Referring expression pointing data:

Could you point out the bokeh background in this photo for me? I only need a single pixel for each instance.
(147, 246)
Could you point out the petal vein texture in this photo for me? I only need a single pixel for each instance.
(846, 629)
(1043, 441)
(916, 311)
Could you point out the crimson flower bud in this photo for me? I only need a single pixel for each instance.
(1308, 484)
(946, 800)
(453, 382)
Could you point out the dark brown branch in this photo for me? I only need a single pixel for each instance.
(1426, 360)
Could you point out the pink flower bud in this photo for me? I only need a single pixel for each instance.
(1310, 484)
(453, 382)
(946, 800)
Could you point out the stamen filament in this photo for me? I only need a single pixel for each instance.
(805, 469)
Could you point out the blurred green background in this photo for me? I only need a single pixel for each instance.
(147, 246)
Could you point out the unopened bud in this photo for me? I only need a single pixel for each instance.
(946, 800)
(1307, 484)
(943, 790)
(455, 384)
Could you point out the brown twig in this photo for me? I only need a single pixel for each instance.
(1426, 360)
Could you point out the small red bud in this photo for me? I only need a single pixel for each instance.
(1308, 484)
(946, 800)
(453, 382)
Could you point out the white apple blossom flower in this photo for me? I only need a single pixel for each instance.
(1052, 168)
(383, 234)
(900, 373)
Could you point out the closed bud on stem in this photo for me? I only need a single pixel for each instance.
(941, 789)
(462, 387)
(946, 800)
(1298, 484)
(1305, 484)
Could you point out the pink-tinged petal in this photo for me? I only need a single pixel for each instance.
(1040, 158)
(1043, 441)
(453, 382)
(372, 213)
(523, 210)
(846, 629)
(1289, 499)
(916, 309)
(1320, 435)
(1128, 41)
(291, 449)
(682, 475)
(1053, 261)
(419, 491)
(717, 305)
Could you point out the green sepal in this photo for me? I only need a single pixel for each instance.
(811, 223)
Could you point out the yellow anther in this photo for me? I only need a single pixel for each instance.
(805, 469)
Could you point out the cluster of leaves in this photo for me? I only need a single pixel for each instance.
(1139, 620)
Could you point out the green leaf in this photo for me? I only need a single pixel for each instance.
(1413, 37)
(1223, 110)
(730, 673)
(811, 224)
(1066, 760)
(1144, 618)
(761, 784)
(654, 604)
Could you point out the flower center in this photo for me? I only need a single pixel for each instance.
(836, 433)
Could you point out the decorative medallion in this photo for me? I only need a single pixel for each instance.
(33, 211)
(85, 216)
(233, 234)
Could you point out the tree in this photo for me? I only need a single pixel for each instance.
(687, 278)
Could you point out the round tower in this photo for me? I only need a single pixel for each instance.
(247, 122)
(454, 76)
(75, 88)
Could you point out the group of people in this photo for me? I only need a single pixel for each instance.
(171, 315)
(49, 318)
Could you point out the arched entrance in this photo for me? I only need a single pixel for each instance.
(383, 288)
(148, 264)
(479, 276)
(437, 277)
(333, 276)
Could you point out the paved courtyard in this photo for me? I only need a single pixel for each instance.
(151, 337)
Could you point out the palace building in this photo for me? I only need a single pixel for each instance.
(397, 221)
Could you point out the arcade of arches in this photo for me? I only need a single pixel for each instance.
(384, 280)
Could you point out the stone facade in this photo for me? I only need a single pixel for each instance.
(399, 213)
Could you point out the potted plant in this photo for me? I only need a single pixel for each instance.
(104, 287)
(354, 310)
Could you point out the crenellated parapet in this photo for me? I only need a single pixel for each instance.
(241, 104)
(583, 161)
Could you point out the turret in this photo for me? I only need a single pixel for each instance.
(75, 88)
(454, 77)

* _Exercise brief_
An exact reproduction of all the records is needed.

* _Response box_
Could you point out the bokeh background in this photo for me? I only need a single pixel for each instance.
(147, 246)
Could you point out the petal vein texture in this photo for me? I only need a single pixel for each instance.
(846, 629)
(1043, 441)
(916, 311)
Could you point out the crimson flower bud in this photo for me? I only need a single pixel for each instance.
(1308, 484)
(946, 800)
(453, 382)
Could you point out the dark brown branch in this photo for me? I only need a single pixel for each instance.
(1426, 360)
Could you point out the pink flower bud in this photo for me? I only need a single pixel for each instance.
(1310, 484)
(453, 382)
(946, 800)
Could you point out the stamen filament in this photo for me? I only need a single pixel for each instance.
(805, 469)
Could you point out the blurred green background in this photo for me? I only need a single pixel for each instance.
(147, 246)
Could you point out the unopened bud in this photo for me? I only need a single pixel for each instance.
(946, 800)
(1307, 484)
(943, 790)
(455, 384)
Could you point out the brown twig in this photo for me? I only need a single pixel for each instance.
(1426, 360)
Could you point out the small red bud in this photo for me? I only need a single pixel for each instance.
(1308, 484)
(946, 800)
(453, 382)
Could you point out the white apple blossom flower in this photo for me? I only need a single pixel for each instance.
(1052, 168)
(383, 234)
(900, 373)
Could you point out the closed bud on stem in this photo for me? I only need a single pixel for each instance.
(941, 789)
(462, 387)
(946, 800)
(1298, 484)
(1305, 484)
Could you point out the pink-tinged petal in this photo for me? I only need a single pixel for each instance.
(1040, 158)
(1043, 441)
(453, 382)
(372, 213)
(523, 210)
(846, 629)
(1289, 499)
(916, 309)
(1320, 435)
(1128, 41)
(291, 449)
(682, 475)
(1053, 261)
(419, 491)
(717, 305)
Could you point out the green sepal in this photo for me? I only need a single pixel for each instance.
(811, 223)
Could you point out the yellow anther in this photo for me? I only need a single pixel for each instance.
(805, 469)
Could you point out the cluster of leaves in this photo for me? I only need a single pixel for each instance.
(1139, 620)
Could you point out the green leaf in this photo for me? I only need a single pixel for each instance.
(1413, 37)
(1223, 110)
(730, 673)
(811, 224)
(1066, 760)
(1144, 618)
(761, 784)
(654, 604)
Could you point out the flower center in this photo for me? I only need a single pixel for each instance.
(836, 433)
Could you point out the decorative medallion in this photo for me? I only need a single pixel for each instance.
(33, 211)
(85, 216)
(233, 234)
Could you point out the tree in this photo for me? I only need a single pixel for each instance.
(687, 278)
Could you point out the round tower in this photo for me? I only need a single pixel for each instance.
(247, 122)
(454, 76)
(75, 88)
Could you point out the group of people in this photo for me? I only need a single pixel for each instance.
(171, 315)
(49, 318)
Could you point out the arched entrance in this photo for me? I only need a single pixel for each instance.
(383, 288)
(148, 264)
(479, 276)
(437, 277)
(333, 276)
Could you point out the paved courtyard in this photo for me? I only need a single pixel for each instance.
(151, 337)
Could you point out the palace building in this photo for me? I only need a single pixel for each instance.
(397, 221)
Could you point out the arcade of arches in this photo for me? I only need a single pixel for each instance.
(384, 280)
Could you point out the stone facade in this photo for me? I only need a single pixel for each instance.
(399, 213)
Could you point out the potted plant in this photo for me? I only need a single pixel for each instance.
(104, 287)
(354, 310)
Could you point out the crenellated parapet in this photo for me? I only need a single pixel for each instance.
(241, 104)
(583, 161)
Could you point out the turret in this photo for me? I only need a single pixel for each instance.
(75, 88)
(454, 77)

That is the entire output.